## [WHAT YOU HAVE TO DO]
Could you copy out the listing word for word, starting with the line that contains "Drop one marker on each instance of the t-shirt" and going on through the line that contains "196], [216, 197]]", both of those lines included?

===== RECORD EXCERPTS

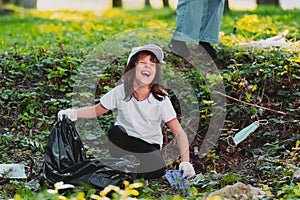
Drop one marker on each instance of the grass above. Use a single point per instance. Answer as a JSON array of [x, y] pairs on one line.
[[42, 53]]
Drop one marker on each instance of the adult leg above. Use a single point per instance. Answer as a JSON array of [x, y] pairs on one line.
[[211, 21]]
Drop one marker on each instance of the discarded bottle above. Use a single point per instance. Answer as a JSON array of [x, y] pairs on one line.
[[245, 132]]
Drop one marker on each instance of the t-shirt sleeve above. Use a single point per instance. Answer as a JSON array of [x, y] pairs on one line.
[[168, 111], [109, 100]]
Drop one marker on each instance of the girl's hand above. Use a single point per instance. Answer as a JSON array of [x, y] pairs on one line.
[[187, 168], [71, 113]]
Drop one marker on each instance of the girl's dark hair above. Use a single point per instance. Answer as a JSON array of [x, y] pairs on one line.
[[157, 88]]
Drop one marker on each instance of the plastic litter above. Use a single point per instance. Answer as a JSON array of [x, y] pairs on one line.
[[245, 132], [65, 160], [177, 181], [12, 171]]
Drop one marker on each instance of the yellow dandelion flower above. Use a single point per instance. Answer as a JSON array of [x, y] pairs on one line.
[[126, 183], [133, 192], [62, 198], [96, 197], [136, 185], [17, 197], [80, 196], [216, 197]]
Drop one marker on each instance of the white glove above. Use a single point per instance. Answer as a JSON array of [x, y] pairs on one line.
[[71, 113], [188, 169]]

==========
===== RECORD EXCERPTS

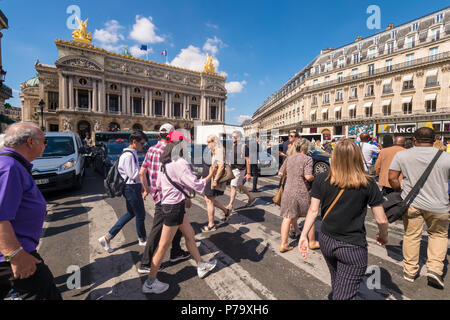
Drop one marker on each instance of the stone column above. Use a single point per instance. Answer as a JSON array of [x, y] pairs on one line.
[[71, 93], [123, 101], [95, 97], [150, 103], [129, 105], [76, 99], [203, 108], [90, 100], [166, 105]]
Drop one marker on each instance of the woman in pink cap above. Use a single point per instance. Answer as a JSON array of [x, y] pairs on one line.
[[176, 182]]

==========

## [EXERCISE RESPONSE]
Drop one marker on each instance of the t-shirt sleeve above. Use a single point per instance. Answer as a JSON array of [x, y] pairs on one line.
[[168, 111], [109, 100]]
Drop one marker on each instance of the girl's hand above. Use a single point per instance. Answer as a JSON array of [x, y] pairs on one line.
[[187, 168], [71, 113]]
Drop one marker on each instance of the girl's dark hair above. Use a single point per instance. Answer as a JSON array of [x, y] pairs on one line.
[[157, 88]]
Drop one marker on each instance of the plastic litter above. Use a single point per instance. Answer as a JSON array of [x, y] pairs on one line.
[[245, 132], [65, 160], [177, 181], [12, 171]]
Drop one marker on each instance of the yellow dandelion flower above. Use a single point per instance. Answer as a JSON array of [x, y] pairs on one line.
[[126, 183], [133, 192], [62, 198], [96, 197], [136, 185], [17, 197], [80, 196], [216, 197]]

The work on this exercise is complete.